# [Source information]
BEGIN
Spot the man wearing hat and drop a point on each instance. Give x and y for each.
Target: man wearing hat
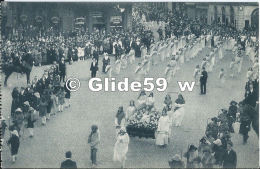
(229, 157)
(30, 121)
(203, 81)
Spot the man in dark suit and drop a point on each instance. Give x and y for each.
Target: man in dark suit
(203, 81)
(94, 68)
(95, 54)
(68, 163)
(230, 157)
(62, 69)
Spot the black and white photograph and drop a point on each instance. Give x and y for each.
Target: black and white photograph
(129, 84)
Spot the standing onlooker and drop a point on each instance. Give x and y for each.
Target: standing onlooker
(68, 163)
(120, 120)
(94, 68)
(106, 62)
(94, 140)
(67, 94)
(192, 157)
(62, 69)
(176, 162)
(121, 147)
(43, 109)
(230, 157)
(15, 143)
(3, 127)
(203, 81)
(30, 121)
END
BEGIN
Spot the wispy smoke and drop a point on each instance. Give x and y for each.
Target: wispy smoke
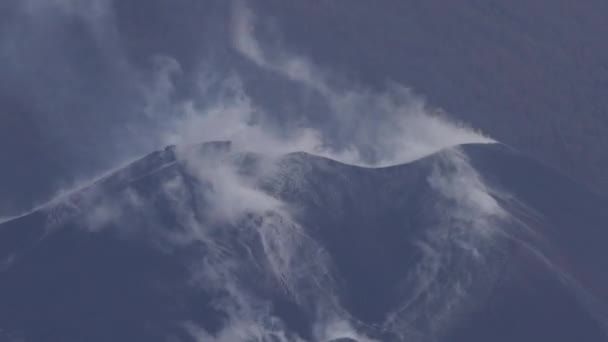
END
# [Work request]
Leaving all pictures out, output exactly the lines of the material above from the line with "Spot the man wearing" to the line with "Spot the black", both included.

# [Solution for this problem]
Spot the man wearing hat and drop a point on each instance. Give x and y for each.
Target: man wearing hat
(229, 157)
(30, 121)
(203, 81)
Spot the man in dark suit and drop a point on each instance. Give x and y for each.
Target: man in dark suit
(203, 81)
(94, 68)
(95, 54)
(68, 163)
(230, 157)
(62, 69)
Spot the black and white photograph and drop a point on each instance. Give x and y for each.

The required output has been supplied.